PROVIDED INFORMATION:
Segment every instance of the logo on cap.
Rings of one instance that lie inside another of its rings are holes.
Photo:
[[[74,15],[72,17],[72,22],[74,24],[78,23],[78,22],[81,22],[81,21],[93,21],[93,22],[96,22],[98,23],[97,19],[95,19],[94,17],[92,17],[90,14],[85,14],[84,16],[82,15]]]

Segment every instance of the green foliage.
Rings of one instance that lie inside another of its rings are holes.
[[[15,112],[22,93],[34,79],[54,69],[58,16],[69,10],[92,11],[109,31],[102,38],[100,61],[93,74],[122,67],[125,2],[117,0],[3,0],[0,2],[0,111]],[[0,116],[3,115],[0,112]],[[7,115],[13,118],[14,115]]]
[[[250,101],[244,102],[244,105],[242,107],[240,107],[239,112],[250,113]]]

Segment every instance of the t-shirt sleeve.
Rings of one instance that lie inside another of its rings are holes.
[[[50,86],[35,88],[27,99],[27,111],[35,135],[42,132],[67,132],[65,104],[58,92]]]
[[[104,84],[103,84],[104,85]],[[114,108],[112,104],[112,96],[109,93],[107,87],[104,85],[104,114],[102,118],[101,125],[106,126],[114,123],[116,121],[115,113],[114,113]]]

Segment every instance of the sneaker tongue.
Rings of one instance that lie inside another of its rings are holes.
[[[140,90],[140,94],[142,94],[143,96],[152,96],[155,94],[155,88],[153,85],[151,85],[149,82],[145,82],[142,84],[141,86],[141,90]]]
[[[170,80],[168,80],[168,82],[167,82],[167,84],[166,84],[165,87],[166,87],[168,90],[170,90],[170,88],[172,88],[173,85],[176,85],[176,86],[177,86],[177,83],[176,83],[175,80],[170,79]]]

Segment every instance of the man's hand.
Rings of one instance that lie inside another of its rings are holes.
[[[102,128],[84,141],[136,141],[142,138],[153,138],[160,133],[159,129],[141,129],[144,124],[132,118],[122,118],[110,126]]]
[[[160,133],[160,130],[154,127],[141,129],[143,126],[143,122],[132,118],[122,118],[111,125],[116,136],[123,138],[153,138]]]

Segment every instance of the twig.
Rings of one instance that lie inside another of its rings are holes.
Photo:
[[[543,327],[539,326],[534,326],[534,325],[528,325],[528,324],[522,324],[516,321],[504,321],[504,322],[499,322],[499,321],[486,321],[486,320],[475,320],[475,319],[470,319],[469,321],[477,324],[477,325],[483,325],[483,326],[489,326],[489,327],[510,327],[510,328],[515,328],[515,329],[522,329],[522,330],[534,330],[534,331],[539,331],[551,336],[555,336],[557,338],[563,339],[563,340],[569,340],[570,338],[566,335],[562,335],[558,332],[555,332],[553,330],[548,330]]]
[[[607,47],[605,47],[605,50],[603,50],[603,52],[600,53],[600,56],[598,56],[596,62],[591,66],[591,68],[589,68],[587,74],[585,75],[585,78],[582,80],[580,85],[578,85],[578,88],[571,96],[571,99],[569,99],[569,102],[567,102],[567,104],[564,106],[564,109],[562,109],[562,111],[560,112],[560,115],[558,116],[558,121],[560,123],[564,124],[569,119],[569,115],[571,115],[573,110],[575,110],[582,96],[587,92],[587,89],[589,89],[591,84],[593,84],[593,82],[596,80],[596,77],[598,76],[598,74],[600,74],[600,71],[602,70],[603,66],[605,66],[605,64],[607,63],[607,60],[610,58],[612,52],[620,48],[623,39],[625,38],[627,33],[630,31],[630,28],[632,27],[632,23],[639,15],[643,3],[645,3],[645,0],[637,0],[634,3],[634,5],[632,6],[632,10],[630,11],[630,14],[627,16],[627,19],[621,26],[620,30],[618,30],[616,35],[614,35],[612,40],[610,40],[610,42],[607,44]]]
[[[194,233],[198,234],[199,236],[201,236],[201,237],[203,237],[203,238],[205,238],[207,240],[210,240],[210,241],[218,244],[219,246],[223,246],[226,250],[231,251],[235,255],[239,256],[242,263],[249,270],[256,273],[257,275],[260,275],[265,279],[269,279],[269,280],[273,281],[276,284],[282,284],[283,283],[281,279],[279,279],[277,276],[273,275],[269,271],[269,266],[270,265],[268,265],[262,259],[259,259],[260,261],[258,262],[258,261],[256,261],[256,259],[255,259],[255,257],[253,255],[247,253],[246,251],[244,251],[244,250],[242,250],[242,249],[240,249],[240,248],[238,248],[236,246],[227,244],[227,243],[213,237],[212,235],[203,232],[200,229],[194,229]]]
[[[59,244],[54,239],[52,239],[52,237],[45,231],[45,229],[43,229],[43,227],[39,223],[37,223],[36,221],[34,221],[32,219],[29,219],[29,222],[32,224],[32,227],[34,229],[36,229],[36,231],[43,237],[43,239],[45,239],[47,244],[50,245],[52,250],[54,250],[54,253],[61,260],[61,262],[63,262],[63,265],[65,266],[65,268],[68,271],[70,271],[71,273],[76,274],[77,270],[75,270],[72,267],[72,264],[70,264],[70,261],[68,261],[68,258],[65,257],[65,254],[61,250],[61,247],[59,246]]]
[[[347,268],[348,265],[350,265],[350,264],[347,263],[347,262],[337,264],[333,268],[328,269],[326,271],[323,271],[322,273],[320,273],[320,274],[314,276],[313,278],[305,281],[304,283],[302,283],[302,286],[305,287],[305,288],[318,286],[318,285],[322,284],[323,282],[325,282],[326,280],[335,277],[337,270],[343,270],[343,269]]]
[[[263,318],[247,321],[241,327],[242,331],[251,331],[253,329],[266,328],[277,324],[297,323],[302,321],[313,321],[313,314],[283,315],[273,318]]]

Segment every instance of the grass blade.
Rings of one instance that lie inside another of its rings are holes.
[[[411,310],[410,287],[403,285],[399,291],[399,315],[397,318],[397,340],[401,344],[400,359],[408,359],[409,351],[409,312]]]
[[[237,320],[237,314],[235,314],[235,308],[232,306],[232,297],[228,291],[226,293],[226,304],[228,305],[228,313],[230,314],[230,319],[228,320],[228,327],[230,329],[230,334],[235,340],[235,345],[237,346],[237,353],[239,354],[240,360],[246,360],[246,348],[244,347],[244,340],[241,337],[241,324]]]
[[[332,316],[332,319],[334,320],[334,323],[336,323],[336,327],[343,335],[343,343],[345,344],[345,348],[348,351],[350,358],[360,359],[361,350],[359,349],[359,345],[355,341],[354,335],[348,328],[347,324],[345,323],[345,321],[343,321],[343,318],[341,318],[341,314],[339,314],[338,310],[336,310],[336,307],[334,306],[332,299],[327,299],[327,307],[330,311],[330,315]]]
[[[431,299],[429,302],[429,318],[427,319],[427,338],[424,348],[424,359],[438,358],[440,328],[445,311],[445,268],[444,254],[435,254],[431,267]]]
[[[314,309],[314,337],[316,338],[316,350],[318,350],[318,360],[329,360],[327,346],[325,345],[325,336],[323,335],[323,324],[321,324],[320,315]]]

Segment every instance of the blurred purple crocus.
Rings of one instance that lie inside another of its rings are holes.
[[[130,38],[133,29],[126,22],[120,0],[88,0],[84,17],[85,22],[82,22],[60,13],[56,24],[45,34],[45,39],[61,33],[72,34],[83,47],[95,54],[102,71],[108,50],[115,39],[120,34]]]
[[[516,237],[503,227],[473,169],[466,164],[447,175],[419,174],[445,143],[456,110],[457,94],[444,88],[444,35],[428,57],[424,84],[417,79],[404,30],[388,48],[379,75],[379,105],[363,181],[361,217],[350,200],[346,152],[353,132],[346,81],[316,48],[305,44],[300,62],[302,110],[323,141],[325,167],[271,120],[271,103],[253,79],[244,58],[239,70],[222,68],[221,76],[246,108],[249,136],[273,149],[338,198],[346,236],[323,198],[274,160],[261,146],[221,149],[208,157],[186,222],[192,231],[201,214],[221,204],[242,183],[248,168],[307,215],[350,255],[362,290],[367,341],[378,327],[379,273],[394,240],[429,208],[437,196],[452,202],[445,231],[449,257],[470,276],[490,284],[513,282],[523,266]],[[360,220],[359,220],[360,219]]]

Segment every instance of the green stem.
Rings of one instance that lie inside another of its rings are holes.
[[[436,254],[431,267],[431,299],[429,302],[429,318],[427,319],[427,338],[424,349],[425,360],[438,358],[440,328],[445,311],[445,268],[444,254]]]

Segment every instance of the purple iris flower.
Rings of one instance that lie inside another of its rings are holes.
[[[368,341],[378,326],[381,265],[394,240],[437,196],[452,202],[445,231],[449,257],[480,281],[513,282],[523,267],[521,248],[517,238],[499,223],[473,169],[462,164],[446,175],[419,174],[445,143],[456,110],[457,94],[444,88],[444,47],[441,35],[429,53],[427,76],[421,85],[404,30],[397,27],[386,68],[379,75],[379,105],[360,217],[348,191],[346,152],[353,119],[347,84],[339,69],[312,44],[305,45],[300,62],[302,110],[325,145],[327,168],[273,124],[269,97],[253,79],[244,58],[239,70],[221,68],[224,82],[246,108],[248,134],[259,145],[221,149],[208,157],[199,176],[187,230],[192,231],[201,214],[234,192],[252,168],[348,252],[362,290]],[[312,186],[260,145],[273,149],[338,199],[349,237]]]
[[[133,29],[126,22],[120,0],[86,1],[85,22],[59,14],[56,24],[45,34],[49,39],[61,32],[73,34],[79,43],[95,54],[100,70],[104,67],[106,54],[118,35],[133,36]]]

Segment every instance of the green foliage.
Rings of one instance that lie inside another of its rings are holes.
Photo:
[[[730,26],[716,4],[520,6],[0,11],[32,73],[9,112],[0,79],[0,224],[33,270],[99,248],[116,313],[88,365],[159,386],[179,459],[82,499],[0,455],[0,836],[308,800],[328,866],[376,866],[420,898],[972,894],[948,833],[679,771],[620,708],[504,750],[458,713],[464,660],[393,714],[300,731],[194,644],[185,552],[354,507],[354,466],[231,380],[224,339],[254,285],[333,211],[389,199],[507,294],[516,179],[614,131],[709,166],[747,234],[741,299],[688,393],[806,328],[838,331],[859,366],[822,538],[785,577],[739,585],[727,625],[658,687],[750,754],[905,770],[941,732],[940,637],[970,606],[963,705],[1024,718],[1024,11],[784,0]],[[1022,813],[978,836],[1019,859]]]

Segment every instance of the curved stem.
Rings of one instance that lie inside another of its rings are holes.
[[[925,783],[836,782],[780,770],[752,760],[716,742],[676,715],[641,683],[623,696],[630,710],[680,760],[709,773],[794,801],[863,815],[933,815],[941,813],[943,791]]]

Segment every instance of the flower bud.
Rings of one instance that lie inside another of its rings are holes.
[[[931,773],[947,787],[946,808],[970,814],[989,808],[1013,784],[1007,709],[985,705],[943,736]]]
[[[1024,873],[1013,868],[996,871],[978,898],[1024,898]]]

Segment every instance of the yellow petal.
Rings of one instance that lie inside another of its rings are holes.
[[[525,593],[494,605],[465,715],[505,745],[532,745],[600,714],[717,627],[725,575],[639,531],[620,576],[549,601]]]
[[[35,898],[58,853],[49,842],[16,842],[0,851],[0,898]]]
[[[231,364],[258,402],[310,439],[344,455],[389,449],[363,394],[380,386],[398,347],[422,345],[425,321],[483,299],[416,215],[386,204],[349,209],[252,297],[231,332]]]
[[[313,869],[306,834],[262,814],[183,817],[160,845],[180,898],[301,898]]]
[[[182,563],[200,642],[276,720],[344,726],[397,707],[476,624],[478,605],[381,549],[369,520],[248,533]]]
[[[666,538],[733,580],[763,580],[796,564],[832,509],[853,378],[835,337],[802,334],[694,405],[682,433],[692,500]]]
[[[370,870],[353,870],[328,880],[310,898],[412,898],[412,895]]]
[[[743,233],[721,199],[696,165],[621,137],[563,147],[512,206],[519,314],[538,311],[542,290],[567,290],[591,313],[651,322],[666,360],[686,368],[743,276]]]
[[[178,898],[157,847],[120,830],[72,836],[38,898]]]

WORK TASK: Go through the listing above and find each line that contains "stem", then copy it.

ANSWER TO THE PROBLEM:
Segment every instance of the green stem.
Segment every instance of the curved stem.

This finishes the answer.